[What you will do]
Beneath this instruction is a listing; write out exactly the line that contains "point: man's nose" and each line after it to the last.

[Record excerpts]
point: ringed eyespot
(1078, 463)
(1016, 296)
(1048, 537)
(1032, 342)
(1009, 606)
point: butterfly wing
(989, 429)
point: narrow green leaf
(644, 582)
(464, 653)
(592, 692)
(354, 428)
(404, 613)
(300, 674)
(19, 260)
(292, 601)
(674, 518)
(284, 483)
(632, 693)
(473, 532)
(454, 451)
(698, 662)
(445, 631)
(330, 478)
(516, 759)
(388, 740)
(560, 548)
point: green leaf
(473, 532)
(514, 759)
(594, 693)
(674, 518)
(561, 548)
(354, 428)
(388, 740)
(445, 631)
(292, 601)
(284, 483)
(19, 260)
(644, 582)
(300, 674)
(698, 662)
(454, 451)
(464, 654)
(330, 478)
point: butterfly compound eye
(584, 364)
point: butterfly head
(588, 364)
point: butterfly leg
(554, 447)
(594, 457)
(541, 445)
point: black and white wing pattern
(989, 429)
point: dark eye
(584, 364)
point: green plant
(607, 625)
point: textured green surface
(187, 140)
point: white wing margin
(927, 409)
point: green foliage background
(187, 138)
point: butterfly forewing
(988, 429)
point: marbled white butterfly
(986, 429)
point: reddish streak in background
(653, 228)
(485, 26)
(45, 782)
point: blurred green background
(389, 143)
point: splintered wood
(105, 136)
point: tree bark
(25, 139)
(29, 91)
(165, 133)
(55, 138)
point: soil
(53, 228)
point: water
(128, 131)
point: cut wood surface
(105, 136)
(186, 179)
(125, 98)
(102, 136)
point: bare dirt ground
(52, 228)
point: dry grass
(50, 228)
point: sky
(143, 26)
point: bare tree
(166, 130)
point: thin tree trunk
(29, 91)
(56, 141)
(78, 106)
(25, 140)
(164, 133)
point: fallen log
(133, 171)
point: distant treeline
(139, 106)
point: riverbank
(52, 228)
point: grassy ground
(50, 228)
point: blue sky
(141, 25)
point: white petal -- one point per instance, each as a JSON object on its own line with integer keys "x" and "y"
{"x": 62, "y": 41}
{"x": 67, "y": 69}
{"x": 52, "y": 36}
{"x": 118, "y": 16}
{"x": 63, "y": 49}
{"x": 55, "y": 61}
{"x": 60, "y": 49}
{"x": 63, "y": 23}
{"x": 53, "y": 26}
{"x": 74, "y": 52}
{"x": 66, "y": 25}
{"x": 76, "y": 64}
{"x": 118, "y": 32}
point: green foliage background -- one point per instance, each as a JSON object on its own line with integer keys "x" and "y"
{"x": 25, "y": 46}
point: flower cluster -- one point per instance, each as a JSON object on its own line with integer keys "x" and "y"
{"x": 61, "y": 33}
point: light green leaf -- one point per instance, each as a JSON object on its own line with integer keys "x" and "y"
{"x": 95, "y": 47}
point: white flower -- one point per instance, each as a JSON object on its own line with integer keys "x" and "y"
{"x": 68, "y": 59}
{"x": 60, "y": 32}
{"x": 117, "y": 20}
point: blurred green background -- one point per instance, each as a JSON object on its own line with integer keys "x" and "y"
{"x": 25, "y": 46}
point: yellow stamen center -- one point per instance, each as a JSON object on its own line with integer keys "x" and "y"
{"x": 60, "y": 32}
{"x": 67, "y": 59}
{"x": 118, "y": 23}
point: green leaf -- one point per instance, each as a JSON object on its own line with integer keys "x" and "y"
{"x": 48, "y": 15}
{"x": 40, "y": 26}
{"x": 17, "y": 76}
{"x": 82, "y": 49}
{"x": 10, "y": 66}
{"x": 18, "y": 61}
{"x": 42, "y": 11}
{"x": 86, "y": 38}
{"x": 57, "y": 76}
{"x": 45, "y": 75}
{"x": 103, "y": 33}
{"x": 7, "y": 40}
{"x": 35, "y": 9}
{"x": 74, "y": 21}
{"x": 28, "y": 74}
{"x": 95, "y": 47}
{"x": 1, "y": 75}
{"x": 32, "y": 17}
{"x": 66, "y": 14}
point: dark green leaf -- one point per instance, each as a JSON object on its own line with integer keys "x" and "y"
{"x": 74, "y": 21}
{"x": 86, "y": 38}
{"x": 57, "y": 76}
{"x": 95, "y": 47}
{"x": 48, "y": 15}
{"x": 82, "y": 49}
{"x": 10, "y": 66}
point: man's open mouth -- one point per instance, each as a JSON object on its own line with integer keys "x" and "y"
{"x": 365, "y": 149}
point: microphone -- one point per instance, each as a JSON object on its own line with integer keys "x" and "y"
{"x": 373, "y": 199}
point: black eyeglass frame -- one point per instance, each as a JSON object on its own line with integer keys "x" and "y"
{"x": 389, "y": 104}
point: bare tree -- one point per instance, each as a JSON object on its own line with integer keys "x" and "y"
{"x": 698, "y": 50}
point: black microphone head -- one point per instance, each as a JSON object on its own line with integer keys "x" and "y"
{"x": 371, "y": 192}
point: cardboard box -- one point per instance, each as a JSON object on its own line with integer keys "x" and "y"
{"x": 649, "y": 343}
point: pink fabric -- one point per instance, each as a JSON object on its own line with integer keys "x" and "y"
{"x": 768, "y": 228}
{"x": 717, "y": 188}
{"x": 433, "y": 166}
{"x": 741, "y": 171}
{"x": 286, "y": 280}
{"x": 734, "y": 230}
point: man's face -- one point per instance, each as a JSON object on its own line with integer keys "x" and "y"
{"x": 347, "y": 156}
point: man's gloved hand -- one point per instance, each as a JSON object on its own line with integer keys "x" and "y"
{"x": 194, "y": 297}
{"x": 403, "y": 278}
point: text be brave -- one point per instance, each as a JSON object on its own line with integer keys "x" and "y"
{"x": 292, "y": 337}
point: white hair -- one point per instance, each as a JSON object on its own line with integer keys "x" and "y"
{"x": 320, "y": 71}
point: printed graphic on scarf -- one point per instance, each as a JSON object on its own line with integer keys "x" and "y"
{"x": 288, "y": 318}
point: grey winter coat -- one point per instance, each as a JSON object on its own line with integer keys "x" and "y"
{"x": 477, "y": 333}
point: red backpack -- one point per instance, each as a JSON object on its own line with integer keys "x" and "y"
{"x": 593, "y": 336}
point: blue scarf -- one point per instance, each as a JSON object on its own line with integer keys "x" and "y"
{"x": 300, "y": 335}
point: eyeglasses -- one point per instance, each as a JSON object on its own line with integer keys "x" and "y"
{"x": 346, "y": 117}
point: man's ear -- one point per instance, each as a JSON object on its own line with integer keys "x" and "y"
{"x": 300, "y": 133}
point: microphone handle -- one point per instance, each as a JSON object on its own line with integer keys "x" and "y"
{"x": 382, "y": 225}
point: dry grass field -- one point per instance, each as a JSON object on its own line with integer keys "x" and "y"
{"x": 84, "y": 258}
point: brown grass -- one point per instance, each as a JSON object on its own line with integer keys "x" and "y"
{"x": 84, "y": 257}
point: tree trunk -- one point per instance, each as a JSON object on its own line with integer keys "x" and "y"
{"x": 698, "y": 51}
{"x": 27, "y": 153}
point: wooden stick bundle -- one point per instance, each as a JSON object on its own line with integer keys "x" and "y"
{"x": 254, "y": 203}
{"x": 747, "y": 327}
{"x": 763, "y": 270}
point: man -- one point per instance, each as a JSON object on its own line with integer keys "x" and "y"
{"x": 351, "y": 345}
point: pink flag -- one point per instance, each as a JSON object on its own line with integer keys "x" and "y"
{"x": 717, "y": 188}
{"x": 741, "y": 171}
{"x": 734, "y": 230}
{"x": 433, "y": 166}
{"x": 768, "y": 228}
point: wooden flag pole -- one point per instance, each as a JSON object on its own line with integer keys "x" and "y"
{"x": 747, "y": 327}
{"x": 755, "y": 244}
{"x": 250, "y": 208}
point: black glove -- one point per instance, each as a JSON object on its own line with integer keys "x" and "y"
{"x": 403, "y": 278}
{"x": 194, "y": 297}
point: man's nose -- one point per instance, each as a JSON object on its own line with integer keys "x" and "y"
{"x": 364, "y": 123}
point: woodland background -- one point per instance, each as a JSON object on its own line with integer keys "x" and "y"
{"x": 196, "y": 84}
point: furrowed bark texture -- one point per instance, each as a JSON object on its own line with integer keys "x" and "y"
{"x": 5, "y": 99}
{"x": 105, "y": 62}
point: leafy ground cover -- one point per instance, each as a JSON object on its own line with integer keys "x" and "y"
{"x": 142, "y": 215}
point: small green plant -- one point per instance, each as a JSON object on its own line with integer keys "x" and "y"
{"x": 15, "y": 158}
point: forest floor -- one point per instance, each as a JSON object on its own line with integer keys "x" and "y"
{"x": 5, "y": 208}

[Result of the task]
point: man's nose -- one point per instance, each as a JSON object on its own line with integer keys "x" and "y"
{"x": 364, "y": 123}
point: woodland background -- one point per instance, each as a JSON object on its own line with integer keys "x" and "y"
{"x": 196, "y": 84}
point: furrowed bark texture -- one point per instance, each as a JSON object on its own line with integer keys "x" and "y"
{"x": 5, "y": 99}
{"x": 105, "y": 62}
point: leafy ground cover -- one point per instance, each as a JSON object on its own line with integer keys "x" and "y"
{"x": 142, "y": 215}
point: small green plant -- one point per instance, each as a JSON object on its own line with integer keys "x" and "y"
{"x": 15, "y": 158}
point: forest floor -- one point per instance, each as a JSON object on its own line with integer keys "x" and "y"
{"x": 5, "y": 208}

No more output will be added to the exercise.